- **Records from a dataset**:
--*--

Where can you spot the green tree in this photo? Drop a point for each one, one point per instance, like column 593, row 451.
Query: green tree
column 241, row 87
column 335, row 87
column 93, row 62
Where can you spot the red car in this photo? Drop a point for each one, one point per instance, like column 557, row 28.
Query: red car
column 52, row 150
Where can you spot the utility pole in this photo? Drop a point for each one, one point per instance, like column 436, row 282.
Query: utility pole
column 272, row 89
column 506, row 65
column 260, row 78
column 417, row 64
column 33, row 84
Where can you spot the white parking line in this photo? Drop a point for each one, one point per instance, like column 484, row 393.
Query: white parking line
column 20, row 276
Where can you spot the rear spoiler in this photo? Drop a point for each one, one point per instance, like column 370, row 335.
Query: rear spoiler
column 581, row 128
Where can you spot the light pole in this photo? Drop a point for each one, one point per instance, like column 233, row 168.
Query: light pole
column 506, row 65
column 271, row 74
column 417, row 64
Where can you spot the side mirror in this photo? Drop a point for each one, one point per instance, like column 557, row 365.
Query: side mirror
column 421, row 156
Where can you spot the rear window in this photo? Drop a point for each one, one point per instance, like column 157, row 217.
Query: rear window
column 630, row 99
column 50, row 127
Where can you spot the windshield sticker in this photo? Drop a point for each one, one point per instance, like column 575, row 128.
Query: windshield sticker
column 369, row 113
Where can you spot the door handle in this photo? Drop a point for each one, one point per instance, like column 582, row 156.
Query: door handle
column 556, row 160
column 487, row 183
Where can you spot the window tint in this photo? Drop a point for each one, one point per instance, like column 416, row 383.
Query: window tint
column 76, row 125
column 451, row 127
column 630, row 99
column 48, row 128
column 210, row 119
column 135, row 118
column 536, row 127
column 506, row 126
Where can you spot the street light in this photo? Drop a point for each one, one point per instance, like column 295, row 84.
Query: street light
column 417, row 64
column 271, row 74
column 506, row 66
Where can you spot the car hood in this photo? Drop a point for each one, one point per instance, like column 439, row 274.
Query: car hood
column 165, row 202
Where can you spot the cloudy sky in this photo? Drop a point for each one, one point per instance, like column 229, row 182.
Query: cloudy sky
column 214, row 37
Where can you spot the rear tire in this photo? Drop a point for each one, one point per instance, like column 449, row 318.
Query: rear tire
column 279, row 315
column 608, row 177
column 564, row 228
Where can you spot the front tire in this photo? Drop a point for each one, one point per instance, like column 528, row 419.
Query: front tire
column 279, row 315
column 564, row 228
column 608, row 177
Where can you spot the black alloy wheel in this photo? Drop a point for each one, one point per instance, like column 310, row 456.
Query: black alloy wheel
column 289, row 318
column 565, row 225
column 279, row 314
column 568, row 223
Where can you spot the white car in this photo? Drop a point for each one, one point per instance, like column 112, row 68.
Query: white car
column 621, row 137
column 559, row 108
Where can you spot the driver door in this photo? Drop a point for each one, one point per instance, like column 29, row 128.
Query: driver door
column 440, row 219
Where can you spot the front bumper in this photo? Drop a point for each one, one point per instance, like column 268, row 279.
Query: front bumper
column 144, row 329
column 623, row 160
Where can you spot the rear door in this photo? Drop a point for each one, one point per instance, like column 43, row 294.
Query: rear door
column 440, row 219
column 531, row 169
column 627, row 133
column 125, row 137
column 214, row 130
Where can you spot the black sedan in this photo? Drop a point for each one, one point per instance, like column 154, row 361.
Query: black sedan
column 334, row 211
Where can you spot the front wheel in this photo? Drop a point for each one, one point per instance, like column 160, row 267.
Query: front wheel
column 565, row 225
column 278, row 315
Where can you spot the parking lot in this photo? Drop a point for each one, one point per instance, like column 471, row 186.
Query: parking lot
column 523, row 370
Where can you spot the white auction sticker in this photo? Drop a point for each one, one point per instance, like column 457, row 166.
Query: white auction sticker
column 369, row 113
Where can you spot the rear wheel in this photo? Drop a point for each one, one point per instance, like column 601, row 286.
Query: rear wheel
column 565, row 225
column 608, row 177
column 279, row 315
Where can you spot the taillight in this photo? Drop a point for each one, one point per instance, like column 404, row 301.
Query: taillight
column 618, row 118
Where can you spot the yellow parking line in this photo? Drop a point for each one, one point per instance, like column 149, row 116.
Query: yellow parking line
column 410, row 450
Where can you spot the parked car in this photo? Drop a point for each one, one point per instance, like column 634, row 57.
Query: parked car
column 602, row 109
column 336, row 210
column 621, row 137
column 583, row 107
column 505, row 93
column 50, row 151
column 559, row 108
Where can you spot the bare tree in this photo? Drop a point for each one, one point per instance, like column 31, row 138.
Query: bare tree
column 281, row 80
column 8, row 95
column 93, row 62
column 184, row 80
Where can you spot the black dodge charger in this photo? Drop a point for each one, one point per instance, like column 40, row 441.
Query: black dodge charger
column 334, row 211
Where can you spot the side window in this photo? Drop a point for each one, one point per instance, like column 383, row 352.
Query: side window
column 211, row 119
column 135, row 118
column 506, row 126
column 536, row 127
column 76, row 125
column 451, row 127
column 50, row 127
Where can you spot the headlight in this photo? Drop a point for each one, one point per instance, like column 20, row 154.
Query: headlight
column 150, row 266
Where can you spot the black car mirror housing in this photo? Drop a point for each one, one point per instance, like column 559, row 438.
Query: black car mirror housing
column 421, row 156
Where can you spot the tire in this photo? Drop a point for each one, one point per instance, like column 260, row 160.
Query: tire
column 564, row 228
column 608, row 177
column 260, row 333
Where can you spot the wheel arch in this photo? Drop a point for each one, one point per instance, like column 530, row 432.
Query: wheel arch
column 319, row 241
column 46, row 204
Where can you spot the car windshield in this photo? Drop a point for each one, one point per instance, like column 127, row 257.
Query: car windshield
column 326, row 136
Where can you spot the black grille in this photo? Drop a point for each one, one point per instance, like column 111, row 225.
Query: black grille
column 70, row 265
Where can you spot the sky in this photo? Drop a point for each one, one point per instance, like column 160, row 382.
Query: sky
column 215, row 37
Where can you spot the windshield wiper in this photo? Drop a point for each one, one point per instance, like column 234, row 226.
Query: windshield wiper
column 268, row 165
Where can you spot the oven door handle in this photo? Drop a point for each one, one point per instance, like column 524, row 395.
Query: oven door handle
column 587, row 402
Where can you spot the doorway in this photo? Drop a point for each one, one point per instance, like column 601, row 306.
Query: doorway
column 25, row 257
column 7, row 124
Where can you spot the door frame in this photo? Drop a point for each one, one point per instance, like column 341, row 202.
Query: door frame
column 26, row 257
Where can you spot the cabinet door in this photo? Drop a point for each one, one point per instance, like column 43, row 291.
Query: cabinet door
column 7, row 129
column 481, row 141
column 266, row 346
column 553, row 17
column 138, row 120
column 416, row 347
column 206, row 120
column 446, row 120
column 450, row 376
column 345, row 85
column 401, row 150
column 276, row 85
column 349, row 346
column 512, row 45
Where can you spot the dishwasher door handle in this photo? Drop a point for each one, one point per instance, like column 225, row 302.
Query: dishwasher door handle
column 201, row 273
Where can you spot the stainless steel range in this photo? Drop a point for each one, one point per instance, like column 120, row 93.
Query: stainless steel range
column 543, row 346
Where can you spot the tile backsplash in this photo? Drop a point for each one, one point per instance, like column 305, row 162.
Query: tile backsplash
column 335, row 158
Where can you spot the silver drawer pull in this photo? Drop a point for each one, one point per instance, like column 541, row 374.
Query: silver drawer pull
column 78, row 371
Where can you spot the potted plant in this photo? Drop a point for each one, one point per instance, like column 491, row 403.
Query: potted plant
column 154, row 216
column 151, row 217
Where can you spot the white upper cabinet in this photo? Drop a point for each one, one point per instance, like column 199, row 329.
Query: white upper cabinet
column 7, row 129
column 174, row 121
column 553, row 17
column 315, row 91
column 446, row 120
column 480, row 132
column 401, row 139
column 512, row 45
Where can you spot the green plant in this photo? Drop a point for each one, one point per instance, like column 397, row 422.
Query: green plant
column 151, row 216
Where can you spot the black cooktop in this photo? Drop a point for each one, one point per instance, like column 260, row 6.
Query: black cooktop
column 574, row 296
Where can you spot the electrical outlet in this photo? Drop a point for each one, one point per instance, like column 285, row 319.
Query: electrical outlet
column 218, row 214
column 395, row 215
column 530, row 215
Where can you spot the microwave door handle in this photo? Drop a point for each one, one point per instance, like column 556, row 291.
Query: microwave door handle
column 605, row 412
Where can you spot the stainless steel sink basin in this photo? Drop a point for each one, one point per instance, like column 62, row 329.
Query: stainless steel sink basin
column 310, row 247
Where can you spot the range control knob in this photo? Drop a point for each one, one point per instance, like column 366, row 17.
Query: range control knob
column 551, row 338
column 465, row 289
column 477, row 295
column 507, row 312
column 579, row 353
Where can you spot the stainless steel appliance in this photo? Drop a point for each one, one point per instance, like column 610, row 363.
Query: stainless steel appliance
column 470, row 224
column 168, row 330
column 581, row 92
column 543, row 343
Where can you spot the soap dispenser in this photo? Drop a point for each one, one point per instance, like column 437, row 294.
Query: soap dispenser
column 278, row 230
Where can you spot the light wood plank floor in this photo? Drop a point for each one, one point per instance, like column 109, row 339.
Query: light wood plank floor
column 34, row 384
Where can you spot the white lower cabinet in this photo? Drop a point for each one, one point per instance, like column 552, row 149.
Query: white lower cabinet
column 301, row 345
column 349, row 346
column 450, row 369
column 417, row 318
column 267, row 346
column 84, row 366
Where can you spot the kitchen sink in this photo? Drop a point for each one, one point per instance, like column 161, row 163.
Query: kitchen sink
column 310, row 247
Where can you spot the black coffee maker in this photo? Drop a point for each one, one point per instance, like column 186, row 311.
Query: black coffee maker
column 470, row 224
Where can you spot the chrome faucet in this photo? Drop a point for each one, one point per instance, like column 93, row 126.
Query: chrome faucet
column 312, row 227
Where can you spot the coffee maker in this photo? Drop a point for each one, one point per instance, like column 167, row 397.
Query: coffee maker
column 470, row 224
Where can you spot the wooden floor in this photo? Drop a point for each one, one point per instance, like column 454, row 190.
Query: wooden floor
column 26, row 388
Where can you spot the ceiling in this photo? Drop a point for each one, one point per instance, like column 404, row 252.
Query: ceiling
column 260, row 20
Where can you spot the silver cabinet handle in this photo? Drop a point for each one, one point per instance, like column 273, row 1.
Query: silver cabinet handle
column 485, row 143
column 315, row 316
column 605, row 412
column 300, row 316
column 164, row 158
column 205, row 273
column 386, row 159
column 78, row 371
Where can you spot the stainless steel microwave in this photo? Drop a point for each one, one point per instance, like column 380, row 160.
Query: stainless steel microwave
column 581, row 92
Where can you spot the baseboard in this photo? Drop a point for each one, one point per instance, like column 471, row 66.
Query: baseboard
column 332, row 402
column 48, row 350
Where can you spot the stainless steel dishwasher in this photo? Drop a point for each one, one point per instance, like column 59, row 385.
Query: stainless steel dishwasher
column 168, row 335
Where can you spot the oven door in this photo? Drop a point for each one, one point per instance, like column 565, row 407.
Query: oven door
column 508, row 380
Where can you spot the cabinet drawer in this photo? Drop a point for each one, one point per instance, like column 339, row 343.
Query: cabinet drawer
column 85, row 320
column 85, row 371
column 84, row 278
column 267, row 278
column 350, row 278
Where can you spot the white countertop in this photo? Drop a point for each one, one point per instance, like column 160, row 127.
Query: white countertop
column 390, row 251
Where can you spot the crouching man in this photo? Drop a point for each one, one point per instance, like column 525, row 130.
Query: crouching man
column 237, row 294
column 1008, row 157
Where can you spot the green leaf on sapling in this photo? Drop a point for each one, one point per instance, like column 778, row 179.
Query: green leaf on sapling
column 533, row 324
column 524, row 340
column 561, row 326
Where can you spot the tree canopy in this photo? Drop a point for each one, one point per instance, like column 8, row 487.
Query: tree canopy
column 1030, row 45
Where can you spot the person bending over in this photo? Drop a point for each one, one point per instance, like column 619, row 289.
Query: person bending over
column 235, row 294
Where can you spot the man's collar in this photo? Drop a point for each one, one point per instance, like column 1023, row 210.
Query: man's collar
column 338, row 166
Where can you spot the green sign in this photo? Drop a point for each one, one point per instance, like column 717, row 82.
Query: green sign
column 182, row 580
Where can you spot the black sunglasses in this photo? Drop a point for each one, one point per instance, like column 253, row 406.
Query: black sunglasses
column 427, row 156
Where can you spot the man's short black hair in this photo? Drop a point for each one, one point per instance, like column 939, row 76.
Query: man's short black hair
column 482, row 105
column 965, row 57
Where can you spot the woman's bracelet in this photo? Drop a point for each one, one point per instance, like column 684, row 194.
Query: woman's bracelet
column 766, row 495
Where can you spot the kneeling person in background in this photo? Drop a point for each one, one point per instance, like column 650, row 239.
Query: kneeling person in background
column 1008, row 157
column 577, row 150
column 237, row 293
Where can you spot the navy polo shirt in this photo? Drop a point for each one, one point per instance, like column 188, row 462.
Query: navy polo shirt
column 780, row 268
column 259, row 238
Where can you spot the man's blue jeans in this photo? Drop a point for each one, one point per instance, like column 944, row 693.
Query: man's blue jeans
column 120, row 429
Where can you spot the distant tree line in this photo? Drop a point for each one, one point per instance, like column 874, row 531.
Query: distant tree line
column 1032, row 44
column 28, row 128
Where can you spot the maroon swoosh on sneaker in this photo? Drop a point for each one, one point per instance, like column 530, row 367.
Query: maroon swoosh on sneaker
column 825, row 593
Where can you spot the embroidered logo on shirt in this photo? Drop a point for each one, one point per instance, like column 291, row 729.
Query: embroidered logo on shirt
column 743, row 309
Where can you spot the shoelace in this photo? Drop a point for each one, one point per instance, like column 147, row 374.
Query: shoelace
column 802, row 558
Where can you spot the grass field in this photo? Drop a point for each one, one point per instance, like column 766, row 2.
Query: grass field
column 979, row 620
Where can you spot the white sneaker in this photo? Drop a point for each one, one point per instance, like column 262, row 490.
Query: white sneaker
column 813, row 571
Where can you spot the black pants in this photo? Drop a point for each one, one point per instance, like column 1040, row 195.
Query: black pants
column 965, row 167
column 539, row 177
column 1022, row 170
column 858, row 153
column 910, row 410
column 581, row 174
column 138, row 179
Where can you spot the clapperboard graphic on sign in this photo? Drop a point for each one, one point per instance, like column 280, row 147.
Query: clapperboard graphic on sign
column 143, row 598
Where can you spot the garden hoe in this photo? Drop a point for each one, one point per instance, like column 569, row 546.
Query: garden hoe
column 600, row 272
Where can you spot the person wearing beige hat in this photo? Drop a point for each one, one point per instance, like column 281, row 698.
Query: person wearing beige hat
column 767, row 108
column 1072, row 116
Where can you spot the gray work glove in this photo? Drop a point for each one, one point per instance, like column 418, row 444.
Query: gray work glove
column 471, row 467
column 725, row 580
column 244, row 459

--*--

- **Short task**:
Rewrite the span running from the start of the entries through the line containing "column 581, row 128", substituting "power pole" for "utility pole" and leaving everything else unchanged.

- **Result of the task**:
Where can you spot the green tree in this photo? Drop a point for each one, one point per instance, like column 593, row 451.
Query: green tree
column 241, row 87
column 335, row 87
column 93, row 62
Where can you spot the red car in this photo? Drop a point for each one, one point per instance, like column 557, row 28.
Query: red car
column 52, row 150
Where can you spot the power pole in this photo? Drop a point for each one, one point per instance, like column 436, row 282.
Query: power pole
column 272, row 89
column 506, row 65
column 260, row 78
column 417, row 64
column 33, row 84
Where can you spot the white parking line in this photo? Drop a point for each one, one point per instance, like column 484, row 393.
Query: white parking line
column 20, row 276
Where can you spot the rear spoiler in this photo? Drop a point for each one, one point per instance, like column 370, row 335.
Query: rear spoiler
column 581, row 128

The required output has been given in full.